▸ **TEXT SEGMENT**
-------------------------

You’ve burned and ranted to yourself each time you come in contact with a certain pretty gal friend of his.

There you are, just sitting beside your boyfriend, downing a cup of latte, filled to the brim with love.

And then it happens.

You hear a high pitched ‘Hiii!’ and one second later, you’re forced to slide aside as this good girl pal of his joins the both of you, and plonks herself next to your man.

Now really, next to your man?! WTF!

There’s so much space on the other side of the table, and yet, she needs to stick to him!

Grr… that’s all you can hear within yourself. This gets really frustrating.

Who the hell is this girl to intrude into your private romantic time?

And to make things worse, she gives your man a bone crushing hug and makes sure her breasts spread all over his chest like peanut butter on toast!

And then she gives him a peck on the cheek that is so dangerously close to his lips.

Putting up with your boyfriend’s girl best friend

I wouldn’t be surprised if I saw sparks erupt off your hair strands. She then holds his free hand (the one you’re not yet holding) and starts stroking it, and coos into his ear and giggles madly about something you can’t really hear. Now, isn’t cooing your job? And doesn’t this girl have something better to do? And why does she have to keep kissing his cheeks and hug him all the time, especially when you’re around!

Well, it is sad, miserable and just utterly annoying. But what can you do about it? Unfortunately, nothing!

Why? Because she’s his best friend and they’ve known each other way before you even got into the picture.

Like that’s a valid reason, right?! But still, that’s what your man says, and that’s what you’re forced to believe. But you obviously can’t stop hating this girl who torments your thoughts and your secure relationship in such a subtle and yet blatant manner.

Do you hate your boyfriend’s girl best friend?

Now, if you’re really pondering over this question, that’s just way too silly. Of course, you hate her.

Why? Because she turns your man’s antennas on each time she comes by. And your man feels awkward and blushes when she playfully strokes his cheeks or squeezes his butt cheeks. [Read: Flirting by touching]

And you’ve always wanted to be the only one who could make him blush with happy embarrassment. And is there another reason? Definitely. She’s known him way longer than you’ve known him and she behaves like she knows more secrets about him, and she always pops those annoying questions like “Hey, did he tell you about the thing he did in fifth grade?”

Of course, he didn’t tell you, because he forgot all about it. But she remembers it, and you look like a fool while she recounts to you about his secret escapade during his school years.

-------------------------

▸ **PROVIDED DATA**
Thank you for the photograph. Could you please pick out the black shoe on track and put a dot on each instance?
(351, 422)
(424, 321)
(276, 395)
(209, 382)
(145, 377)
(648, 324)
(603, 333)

-------------------------

▸ **YOUR TASKS**
1: According to the piece about a boyfriend's girl best friend, why is there nothing you can do about her?
2: Rescale the listing by writing out every line again, request included, with each coordinate multiplied by 2.1 and rounded to a whole number, halves rounding up.

▸ **THE RESPONSES**
1: She's his best friend, and they knew each other well before you came into the picture.

2:
Thank you for the photograph. Could you please pick out the black shoe on track and put a dot on each instance?
(737, 886)
(890, 674)
(580, 830)
(439, 802)
(305, 792)
(1361, 680)
(1266, 699)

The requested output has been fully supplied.